→ WRITTEN INSTRUCTION
Can you write out the lines of the listing below as a numbered list with blank lines omitted, starting at the line that contains "grass in the photo below" and ending at the last line of the listing?

# # #

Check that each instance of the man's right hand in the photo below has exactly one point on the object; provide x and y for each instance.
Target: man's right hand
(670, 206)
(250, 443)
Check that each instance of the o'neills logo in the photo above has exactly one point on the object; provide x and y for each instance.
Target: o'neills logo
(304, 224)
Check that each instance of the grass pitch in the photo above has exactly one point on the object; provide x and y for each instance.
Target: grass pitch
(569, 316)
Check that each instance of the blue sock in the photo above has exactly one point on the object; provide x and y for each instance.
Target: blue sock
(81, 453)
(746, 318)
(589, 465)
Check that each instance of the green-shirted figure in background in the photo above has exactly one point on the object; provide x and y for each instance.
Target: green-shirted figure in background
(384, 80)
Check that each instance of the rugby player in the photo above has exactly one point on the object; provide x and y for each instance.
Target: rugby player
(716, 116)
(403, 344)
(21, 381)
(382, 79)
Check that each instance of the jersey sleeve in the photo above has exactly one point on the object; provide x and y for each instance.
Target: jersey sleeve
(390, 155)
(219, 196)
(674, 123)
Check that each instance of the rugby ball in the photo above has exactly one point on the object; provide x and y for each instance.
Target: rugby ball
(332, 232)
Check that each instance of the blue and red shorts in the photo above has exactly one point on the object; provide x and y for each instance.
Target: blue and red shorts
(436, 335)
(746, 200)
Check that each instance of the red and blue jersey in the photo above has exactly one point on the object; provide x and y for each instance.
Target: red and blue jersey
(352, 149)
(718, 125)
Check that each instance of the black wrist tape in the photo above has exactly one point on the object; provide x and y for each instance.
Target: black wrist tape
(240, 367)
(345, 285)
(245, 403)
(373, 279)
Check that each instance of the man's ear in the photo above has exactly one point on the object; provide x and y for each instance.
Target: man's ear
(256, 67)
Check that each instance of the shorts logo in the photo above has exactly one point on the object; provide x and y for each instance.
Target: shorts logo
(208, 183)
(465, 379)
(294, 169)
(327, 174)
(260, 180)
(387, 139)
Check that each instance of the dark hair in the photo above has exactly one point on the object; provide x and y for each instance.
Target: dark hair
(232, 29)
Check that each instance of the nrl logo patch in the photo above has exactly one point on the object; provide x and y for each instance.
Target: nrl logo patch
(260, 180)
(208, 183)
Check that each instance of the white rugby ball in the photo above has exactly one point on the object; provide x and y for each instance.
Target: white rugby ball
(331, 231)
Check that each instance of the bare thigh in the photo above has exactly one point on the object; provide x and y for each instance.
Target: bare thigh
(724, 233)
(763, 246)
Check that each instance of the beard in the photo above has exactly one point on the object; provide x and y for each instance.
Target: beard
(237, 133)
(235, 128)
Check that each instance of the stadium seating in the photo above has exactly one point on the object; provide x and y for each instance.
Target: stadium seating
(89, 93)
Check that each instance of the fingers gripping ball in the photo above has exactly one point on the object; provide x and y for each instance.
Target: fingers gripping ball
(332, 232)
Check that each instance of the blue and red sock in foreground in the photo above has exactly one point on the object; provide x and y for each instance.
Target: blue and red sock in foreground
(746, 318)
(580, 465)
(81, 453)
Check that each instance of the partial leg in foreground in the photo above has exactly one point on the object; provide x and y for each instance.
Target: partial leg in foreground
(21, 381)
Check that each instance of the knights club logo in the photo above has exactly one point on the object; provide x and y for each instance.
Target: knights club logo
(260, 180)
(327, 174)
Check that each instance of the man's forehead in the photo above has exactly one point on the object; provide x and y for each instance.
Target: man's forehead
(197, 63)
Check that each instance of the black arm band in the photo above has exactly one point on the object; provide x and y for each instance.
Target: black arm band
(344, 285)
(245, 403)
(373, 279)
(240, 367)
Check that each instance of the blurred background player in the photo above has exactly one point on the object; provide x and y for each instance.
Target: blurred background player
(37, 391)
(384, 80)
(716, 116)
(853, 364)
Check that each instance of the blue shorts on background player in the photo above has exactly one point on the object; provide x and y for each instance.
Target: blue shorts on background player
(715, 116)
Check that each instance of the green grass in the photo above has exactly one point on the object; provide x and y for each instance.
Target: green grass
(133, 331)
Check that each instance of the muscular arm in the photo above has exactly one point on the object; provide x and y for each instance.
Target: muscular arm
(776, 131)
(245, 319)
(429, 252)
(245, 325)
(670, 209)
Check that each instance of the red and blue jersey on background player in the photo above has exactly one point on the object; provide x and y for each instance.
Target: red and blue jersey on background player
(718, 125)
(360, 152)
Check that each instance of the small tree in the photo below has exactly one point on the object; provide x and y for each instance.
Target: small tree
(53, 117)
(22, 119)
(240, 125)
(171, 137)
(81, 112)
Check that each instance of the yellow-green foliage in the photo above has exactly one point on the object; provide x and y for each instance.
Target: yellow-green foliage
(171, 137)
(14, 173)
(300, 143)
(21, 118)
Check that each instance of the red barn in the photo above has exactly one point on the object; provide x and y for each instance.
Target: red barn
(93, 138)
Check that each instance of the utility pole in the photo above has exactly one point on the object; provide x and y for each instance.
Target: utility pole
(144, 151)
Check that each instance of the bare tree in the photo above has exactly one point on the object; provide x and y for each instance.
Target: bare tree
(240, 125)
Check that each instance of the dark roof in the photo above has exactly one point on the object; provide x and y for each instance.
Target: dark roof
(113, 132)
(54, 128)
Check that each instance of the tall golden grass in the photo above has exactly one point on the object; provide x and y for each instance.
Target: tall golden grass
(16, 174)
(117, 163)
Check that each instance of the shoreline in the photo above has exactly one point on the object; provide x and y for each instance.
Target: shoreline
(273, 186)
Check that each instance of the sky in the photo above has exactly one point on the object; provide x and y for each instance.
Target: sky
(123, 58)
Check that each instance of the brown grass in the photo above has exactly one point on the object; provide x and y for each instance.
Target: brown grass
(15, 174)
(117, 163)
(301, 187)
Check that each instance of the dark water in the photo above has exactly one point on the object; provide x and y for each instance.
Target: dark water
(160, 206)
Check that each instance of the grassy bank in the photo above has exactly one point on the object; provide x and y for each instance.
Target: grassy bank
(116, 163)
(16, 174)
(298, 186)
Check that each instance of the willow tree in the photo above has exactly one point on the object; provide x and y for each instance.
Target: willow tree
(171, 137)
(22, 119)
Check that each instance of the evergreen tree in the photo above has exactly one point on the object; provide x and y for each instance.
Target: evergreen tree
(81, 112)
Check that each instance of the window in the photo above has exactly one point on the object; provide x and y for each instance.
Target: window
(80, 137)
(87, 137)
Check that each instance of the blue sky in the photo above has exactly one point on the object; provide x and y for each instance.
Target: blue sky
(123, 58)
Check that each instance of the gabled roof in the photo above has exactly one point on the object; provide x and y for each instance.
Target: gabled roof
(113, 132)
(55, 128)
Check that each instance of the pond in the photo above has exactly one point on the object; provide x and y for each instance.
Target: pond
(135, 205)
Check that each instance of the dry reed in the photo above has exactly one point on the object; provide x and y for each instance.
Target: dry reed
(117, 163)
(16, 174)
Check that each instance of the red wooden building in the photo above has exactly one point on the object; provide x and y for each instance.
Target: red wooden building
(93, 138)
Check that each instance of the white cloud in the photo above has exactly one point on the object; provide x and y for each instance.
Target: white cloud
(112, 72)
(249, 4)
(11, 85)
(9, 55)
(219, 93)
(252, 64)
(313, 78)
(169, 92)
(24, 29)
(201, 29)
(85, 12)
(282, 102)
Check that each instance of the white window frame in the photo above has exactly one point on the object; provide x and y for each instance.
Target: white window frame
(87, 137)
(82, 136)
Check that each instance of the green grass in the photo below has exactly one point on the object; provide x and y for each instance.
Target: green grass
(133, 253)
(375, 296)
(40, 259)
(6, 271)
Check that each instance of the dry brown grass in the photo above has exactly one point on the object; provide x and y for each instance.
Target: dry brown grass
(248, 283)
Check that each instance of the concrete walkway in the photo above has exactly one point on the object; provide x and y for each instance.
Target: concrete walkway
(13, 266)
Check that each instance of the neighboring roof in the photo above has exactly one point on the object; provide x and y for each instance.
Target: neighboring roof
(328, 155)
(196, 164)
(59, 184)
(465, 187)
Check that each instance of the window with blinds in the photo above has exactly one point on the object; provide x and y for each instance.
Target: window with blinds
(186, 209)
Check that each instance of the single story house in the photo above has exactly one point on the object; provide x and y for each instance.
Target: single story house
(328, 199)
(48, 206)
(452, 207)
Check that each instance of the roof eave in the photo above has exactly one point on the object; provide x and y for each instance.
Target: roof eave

# # #

→ FULL SOLUTION
1. Check that each instance of the green grass in the photo below has exactly one point on the object; provide x and y for each instance.
2. Target: green grass
3. (133, 253)
4. (375, 296)
5. (40, 259)
6. (6, 271)
7. Check that each instance of the dry brown grass in the photo above has exactly one point on the object; provide x and y for each instance.
8. Target: dry brown grass
9. (248, 283)
10. Check that each instance of the concrete walkway in the photo above has exactly one point on the object; provide x and y for each instance.
11. Target: concrete walkway
12. (13, 266)
13. Check that each instance of the neighboring roof in the photo above has exactly one point on the object; provide x and y for each instance.
14. Target: neighboring roof
15. (328, 155)
16. (196, 164)
17. (59, 184)
18. (465, 187)
19. Check that each instance of the window with blinds in the photo above has exactly one point on the object; provide x and y for each instance.
20. Target: window with blinds
21. (186, 209)
22. Check that each instance of the single story house in the photo above has exactly one point on the object; provide x and y for each instance.
23. Target: single story house
24. (328, 199)
25. (48, 206)
26. (452, 207)
27. Check that each instance of the roof eave in the photo above has exactly one point on the object; provide x and y for each instance.
28. Target: roof eave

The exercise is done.